◆ Required work ◆
Return the listing word for word, as given.

(Data records)

* start *

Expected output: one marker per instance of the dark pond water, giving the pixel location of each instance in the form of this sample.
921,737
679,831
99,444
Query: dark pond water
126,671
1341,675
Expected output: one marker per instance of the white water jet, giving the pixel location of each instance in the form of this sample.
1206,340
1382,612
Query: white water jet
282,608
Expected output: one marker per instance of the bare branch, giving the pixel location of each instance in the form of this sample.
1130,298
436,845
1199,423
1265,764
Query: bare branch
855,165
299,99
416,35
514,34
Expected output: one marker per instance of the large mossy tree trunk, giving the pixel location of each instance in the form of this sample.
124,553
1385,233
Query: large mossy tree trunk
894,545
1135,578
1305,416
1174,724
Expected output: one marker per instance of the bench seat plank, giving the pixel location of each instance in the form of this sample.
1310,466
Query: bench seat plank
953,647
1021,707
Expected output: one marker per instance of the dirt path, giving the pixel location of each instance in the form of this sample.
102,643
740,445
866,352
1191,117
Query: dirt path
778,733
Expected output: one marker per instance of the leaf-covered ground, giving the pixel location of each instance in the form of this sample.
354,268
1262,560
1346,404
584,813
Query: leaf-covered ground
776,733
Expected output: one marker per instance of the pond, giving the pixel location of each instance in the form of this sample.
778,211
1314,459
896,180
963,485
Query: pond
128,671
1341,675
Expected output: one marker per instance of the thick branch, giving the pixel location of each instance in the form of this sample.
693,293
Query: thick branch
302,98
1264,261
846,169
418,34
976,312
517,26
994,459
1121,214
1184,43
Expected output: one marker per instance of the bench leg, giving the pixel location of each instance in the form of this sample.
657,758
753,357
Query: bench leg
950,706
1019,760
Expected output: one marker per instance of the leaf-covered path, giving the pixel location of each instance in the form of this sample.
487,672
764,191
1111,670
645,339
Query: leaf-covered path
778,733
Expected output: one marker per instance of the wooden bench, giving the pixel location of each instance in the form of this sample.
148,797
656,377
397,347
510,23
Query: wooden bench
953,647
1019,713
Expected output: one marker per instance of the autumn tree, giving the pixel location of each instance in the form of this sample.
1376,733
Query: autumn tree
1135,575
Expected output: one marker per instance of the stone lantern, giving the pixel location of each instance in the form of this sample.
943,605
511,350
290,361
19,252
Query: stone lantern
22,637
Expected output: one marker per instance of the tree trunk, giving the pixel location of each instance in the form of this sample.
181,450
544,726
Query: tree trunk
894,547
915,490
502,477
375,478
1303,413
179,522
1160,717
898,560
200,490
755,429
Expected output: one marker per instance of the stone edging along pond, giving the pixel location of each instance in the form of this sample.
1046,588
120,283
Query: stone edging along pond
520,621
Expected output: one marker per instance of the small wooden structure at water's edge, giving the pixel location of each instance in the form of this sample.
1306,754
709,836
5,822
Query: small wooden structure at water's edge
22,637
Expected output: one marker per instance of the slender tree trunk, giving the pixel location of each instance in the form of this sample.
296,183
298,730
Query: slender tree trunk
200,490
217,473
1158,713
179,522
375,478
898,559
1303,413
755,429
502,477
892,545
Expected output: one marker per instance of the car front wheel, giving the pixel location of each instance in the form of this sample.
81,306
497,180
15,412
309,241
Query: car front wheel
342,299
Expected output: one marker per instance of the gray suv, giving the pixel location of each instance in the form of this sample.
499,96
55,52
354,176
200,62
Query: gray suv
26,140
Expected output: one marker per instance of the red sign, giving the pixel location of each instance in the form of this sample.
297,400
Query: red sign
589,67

* end *

◆ Completed task ◆
Expected output: one marker per instance of the dark pond water, giving the pixel location of each instance in the form of this sample.
921,737
679,831
99,444
Query: dark pond water
126,671
1341,675
Expected output: one marker per instance of the white water jet, giving the pixel location of each instance in the form of this sample.
1206,340
1382,612
Query: white water jet
282,608
Expected output: one marker per instance of the bare branch, giving the pixel location of each instance in the form of this sample.
1130,298
436,845
1199,423
1265,764
Query: bare branch
855,165
299,99
416,35
514,34
Expected output: one marker per instance of the large mossy tree trunk, giving the pixel location of each instance in the form of this sample.
124,553
1385,233
Query: large mossy tree trunk
894,545
1135,578
1305,416
1174,724
Expected output: one marker per instance of the bench seat plank, giving the pixel location of each instance in the form of this sample.
1310,466
Query: bench seat plank
953,647
1021,707
Expected output: one marker per instance of the dirt path, giving the pixel location of each instance in the form of this sample.
102,643
740,445
866,352
1191,117
Query: dirt path
778,733
Expected output: one marker per instance of the leaf-covered ground, giving the pixel location of each instance in the form of this sample.
354,268
1262,560
1346,404
584,813
Query: leaf-covered ground
776,733
Expected output: one marker per instance of the pond, giving the pixel location of each instance in the form of this sample.
778,211
1314,459
896,180
963,485
Query: pond
128,671
1341,675
Expected output: one marker per instance of the thick branch, giving the pixel location of each instance in the form of this sample.
693,293
Query: thick branch
302,98
1264,261
846,169
418,34
976,312
517,26
994,459
1121,214
1184,43
Expected output: one marker per instance of the bench leg, giving the pixel location of each instance in the form of this sample.
657,758
753,357
Query: bench leg
950,706
1019,760
Expected output: one marker per instance of the leaf-covered path, giving the pixel location of each instance in the form of this sample.
487,672
764,191
1111,670
645,339
Query: leaf-covered path
778,733
Expected output: one marker per instance of the wooden bench, giving the pixel location of each instance in the form of this sample.
148,797
656,377
397,347
510,23
Query: wooden bench
953,647
1019,713
Expected output: one marker per instance of the autumn tree, giving the pixel location of each instance in the form of this sample.
1376,733
Query: autumn tree
1135,575
Expected output: one marker per instance of the stone lantern, giving the pixel location of each instance in the form of this sample.
943,605
511,350
290,361
19,252
Query: stone lantern
22,637
Expected output: one marker per instance of the tree trunk, giving the pixel location of each instance in the form of this sample.
181,450
544,726
Query: tree trunk
894,547
915,490
502,477
375,478
1303,413
179,522
1160,717
898,560
200,490
755,429
Expected output: one marker per instance of the stone edging along pond, giving the pixel location of each instance in the form of this sample.
1046,588
120,283
Query: stone edging along pond
520,621
Expected output: one marker per instance of the small wooden structure at water's edge, giving the pixel location of each instance in the form of this sample.
1306,754
709,836
5,822
Query: small wooden structure at water's edge
22,637
Expected output: one marker per instance of the slender tree trunk, giving the pixel location of each instance in the form of this sample.
296,183
298,730
Query: slender tree trunk
200,490
217,473
1158,713
179,522
375,478
898,559
1303,413
755,429
502,477
892,545
Expected output: one marker per instance of the car front wheel, giving the pixel location of each instance in the form of this sample.
81,306
497,180
15,412
309,241
Query: car front wheel
342,299
Expected output: one marker per instance of the gray suv, giving the pixel location of each instance in the form of this sample.
499,96
55,52
354,176
200,62
Query: gray suv
26,140
Expected output: one marker per instance of the red sign, giving the pixel location of each instance in the form of this sample.
297,400
Query: red sign
589,67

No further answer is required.